#### EXERCISE BRIEF
Using the listing below, copy exactly the lines from the one containing "Target: dining chair backrest" to the one containing "Target: white floor tile", both lines included, and no others.

#### INPUT DATA
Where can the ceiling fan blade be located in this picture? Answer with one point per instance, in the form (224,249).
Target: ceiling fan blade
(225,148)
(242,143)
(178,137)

==

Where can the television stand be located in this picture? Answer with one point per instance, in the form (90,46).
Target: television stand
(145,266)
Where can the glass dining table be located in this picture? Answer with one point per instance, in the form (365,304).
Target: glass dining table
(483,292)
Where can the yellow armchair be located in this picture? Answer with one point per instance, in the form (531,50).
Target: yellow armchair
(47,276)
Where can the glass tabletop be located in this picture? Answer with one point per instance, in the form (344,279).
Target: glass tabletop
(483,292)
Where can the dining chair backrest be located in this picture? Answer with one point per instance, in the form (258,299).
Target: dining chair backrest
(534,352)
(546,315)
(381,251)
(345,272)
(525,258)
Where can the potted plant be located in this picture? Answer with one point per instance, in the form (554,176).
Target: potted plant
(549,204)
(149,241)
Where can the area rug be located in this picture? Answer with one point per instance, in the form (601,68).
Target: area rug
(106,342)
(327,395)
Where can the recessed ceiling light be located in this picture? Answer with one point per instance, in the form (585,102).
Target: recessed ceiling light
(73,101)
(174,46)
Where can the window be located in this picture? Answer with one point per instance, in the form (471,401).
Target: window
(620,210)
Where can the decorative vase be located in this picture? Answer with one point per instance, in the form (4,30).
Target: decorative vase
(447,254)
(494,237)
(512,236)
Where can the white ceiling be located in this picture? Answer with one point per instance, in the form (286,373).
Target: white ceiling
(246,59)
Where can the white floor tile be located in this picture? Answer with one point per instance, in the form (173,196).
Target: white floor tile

#### YOUR SOLUTION
Target: dining chair backrest
(534,352)
(546,315)
(381,251)
(345,272)
(525,258)
Where can the potted plant be located in this picture? Answer with one point per instance, in the form (554,176).
Target: potted plant
(549,204)
(149,241)
Where can the area rug be located in this picture? Answer with one point per instance, in the form (601,68).
Target: area rug
(106,342)
(327,395)
Where can the recessed ceiling light be located in this picture? Answer with one point per instance, in the form (585,102).
Target: recessed ceiling light
(73,101)
(174,46)
Where can the window be located in this picture? Answer with one point per instance, in the form (471,401).
Target: window
(620,210)
Where can the decorative vase be located in this picture? Answer with one point per instance, in the form (4,30).
Target: decorative vase
(447,254)
(494,237)
(512,236)
Where can the white ceiling be located in this picture? Answer with one point per instance, in the form (286,373).
Target: white ceiling
(246,59)
Where can the white floor tile be located in this picture? Answer with one point per instance, in the form (173,196).
Target: white floor tile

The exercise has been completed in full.